• _Requirements_
Reproduce only the lines from the line containing "Where can you spot the white painted" to the end of the entries below, including both of those lines.
_ _ _ _
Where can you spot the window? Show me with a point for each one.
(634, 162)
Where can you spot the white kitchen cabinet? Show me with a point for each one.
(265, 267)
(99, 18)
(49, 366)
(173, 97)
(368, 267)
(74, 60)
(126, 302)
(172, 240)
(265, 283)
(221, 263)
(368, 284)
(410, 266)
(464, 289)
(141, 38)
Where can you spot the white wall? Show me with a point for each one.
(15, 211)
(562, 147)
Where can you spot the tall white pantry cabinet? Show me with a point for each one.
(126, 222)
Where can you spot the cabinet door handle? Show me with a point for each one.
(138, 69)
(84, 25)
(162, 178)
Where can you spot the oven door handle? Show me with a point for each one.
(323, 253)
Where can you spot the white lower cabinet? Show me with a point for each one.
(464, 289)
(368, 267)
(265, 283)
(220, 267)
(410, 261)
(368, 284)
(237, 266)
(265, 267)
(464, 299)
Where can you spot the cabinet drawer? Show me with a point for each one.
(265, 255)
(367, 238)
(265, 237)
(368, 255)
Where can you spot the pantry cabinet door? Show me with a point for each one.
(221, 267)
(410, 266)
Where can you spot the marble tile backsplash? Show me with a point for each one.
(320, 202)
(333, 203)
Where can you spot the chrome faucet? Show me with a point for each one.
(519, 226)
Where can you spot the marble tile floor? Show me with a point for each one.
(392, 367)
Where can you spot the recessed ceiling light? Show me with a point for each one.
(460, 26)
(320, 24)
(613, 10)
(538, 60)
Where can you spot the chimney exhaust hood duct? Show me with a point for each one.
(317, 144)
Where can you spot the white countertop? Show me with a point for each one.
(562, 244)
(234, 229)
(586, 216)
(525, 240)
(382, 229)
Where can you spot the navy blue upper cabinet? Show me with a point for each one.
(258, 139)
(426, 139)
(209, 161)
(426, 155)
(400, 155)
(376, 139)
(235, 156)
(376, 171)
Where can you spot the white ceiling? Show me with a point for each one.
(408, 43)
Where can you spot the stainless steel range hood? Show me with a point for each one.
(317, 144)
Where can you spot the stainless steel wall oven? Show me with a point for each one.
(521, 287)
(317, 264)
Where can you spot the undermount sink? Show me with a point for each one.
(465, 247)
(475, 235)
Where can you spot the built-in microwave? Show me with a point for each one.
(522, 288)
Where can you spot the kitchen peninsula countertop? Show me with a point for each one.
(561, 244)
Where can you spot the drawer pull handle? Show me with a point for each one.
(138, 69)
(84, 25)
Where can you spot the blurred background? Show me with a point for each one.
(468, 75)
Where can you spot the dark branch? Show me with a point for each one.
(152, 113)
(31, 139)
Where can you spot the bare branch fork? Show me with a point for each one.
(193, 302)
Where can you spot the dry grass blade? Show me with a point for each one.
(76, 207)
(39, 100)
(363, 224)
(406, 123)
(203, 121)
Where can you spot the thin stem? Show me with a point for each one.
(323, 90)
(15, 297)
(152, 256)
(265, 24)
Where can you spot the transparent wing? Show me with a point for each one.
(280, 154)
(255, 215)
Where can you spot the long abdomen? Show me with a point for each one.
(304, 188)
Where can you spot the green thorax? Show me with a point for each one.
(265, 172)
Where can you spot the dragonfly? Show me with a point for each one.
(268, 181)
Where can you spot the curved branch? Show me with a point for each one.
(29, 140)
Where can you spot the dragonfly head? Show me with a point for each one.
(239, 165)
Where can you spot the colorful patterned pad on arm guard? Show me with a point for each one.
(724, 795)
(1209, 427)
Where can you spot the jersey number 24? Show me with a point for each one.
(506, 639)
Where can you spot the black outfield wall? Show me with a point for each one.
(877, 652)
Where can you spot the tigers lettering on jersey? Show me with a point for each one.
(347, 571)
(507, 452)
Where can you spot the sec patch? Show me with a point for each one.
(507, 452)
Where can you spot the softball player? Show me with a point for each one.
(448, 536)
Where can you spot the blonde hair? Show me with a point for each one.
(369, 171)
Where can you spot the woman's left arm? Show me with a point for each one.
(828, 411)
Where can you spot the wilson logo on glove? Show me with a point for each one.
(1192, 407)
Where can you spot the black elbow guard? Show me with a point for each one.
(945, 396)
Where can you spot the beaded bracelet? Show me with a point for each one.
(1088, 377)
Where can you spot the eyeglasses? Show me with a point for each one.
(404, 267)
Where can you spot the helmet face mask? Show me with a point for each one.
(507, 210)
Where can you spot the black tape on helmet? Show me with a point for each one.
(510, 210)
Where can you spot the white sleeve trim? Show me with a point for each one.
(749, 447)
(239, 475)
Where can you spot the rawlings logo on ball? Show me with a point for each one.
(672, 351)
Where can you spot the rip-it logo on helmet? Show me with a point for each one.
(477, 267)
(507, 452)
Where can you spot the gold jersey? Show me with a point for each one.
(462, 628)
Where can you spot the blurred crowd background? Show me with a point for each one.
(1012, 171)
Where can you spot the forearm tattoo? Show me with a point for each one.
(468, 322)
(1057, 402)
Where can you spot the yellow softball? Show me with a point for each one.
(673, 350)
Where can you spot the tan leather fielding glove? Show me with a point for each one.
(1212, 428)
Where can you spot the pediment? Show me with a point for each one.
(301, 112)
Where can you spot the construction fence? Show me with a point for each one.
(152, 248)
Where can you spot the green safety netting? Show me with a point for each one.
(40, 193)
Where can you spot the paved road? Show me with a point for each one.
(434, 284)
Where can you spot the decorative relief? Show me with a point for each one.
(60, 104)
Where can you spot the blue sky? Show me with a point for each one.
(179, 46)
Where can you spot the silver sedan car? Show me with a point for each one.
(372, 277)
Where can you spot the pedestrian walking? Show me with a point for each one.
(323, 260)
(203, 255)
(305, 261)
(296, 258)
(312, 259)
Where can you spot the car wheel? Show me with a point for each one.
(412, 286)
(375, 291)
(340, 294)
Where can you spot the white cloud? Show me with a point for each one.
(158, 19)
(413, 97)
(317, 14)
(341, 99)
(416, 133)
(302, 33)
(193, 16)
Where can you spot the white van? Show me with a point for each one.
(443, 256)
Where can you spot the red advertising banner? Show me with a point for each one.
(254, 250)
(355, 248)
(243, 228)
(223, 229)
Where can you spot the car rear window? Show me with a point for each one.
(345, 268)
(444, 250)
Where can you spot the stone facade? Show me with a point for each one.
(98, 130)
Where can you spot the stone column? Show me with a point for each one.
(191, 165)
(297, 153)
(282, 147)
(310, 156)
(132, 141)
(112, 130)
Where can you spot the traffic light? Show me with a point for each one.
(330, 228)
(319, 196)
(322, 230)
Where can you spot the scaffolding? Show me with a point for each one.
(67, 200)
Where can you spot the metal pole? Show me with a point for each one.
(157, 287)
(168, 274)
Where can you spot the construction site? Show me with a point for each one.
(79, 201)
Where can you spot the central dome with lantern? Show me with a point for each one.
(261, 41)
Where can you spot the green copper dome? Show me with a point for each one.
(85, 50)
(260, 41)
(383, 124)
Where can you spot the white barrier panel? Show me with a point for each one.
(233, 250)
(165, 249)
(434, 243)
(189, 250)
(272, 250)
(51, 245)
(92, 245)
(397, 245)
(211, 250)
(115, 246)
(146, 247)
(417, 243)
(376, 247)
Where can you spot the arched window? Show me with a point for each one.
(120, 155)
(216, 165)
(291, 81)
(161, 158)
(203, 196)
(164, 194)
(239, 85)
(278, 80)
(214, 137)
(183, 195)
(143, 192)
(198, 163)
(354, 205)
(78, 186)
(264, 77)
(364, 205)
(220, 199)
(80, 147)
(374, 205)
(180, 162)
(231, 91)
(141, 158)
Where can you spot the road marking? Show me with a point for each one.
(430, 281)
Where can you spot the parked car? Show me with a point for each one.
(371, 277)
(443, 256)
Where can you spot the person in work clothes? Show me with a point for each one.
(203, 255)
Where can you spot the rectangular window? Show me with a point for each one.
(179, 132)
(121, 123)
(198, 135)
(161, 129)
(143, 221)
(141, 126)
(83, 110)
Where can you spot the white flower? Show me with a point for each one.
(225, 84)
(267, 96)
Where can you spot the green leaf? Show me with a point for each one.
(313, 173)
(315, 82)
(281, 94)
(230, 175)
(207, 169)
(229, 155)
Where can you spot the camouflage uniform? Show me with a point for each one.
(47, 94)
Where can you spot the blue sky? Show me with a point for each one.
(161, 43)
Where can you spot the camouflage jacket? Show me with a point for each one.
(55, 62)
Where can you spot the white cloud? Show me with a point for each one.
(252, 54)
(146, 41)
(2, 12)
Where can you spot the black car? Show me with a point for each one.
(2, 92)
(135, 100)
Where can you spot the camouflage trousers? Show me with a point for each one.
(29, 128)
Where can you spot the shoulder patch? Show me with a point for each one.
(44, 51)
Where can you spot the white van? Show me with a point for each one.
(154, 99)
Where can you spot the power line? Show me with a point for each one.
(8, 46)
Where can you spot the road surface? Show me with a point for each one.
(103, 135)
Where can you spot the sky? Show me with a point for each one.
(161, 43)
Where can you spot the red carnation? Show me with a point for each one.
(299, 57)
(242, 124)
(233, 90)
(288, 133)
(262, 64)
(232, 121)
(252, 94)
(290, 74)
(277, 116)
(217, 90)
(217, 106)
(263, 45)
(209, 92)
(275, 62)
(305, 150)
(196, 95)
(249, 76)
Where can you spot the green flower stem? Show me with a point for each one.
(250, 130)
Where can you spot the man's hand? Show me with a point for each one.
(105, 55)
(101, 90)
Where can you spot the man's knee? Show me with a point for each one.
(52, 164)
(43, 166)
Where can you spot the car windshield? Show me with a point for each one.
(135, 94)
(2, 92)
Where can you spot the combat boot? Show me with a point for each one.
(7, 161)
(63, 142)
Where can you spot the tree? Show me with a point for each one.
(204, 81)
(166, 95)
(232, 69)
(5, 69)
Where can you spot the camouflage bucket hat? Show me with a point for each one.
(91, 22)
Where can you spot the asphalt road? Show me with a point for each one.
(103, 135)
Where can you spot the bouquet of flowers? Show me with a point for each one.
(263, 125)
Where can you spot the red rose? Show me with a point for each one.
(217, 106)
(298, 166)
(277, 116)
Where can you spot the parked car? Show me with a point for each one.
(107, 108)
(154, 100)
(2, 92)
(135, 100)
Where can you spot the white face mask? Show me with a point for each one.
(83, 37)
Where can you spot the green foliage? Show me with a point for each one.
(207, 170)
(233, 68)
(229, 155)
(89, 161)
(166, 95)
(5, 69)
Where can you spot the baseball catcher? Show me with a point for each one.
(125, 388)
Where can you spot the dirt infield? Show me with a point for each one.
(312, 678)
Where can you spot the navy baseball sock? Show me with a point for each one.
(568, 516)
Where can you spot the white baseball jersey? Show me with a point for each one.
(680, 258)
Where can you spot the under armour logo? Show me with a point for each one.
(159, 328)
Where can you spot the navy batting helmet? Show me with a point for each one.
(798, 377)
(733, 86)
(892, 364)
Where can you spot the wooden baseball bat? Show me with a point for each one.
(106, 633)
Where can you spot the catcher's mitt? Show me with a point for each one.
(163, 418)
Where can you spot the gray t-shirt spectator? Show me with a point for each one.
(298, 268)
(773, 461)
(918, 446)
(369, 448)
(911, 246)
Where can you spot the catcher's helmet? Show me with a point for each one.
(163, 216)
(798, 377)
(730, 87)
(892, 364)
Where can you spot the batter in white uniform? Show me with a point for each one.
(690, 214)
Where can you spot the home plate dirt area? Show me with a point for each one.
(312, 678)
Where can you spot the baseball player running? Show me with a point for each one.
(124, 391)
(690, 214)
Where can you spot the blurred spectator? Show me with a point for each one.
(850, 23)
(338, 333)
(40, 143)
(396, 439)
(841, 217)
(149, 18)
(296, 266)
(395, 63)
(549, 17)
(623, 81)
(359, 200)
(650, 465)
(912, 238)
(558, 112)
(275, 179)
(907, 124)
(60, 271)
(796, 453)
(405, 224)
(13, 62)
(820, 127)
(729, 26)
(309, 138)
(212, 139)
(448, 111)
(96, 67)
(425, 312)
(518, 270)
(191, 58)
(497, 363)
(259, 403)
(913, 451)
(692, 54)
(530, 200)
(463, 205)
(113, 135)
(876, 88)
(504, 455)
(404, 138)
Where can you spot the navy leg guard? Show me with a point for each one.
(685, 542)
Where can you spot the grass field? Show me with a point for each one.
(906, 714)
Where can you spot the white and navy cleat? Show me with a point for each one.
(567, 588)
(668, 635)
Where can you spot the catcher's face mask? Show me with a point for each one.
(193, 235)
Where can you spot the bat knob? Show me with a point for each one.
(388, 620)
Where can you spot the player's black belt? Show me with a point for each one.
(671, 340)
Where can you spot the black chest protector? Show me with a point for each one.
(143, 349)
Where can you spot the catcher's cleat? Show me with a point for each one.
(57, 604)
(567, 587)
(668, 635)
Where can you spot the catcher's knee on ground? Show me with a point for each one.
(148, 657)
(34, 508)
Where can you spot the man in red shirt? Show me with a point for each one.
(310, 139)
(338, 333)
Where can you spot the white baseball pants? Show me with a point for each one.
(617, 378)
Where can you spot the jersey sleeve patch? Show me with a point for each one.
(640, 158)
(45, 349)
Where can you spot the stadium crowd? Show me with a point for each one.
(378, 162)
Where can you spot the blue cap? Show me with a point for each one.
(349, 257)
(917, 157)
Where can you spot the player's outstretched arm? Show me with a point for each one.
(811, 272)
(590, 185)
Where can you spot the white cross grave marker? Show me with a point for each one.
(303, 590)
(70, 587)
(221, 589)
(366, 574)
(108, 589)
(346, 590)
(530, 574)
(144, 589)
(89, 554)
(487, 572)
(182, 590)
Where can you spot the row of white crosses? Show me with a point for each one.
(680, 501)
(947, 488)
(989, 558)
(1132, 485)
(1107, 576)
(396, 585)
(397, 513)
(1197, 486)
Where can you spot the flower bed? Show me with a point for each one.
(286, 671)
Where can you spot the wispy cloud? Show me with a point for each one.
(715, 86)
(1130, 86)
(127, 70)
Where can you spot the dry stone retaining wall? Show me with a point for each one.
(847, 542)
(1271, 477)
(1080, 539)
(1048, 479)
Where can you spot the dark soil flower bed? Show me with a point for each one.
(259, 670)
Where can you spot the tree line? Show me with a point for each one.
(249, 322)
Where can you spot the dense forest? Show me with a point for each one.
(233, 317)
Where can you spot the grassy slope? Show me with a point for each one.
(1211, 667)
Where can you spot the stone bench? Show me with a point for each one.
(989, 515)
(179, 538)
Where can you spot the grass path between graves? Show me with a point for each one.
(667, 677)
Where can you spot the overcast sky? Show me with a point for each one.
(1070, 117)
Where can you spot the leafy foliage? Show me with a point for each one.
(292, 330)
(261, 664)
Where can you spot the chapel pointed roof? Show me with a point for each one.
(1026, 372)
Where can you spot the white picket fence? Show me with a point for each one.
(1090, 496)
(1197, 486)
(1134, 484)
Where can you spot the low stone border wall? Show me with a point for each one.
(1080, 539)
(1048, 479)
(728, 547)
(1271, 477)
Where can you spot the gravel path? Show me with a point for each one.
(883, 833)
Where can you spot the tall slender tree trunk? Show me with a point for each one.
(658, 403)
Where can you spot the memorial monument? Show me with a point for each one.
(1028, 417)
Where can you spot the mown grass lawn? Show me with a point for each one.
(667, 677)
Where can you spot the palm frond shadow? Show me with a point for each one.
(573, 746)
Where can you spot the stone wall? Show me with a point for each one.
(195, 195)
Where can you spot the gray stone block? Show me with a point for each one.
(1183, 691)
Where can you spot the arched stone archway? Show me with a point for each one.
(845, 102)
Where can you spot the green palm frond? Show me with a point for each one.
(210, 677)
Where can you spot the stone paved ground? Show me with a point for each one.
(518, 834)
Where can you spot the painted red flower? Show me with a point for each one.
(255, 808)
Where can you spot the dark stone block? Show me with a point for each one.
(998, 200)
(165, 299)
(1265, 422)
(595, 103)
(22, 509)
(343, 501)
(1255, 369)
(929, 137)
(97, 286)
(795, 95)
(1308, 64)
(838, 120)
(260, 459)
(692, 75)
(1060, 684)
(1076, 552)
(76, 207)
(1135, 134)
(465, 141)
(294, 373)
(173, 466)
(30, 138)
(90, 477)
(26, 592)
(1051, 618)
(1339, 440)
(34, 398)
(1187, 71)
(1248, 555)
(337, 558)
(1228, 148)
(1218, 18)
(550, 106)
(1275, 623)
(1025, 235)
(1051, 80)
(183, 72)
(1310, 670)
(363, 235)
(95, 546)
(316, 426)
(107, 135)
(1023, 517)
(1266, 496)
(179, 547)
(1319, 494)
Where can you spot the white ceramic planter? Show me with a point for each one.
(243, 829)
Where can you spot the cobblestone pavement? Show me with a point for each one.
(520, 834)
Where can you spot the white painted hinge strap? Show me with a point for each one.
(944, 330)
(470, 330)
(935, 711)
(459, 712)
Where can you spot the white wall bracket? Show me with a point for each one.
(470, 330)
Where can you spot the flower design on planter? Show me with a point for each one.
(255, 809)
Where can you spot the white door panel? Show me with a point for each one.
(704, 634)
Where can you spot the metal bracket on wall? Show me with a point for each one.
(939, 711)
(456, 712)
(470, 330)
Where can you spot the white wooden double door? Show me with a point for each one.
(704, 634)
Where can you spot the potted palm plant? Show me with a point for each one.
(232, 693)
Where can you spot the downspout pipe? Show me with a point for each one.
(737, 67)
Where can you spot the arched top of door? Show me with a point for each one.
_ _ _ _
• _Solution to this task_
Where can you spot the white painted hinge strap? Show me with a point for each one.
(944, 330)
(470, 330)
(935, 711)
(459, 712)
Where can you spot the white wall bracket? Show me with a point for each one.
(470, 330)
Where can you spot the flower design on planter? Show me with a point for each one.
(255, 809)
Where can you spot the white door panel? Show me with a point for each one.
(704, 634)
Where can you spot the metal bracket on wall? Show me with a point for each one.
(939, 711)
(456, 712)
(470, 330)
Where can you spot the white wooden double door? Show me with a point for each one.
(704, 634)
Where can you spot the potted palm plant? Show me with a point for each one.
(232, 693)
Where can you spot the downspout pipe? Show me with a point for each one.
(737, 67)
Where can you spot the arched top of door? Show me with a point for each one.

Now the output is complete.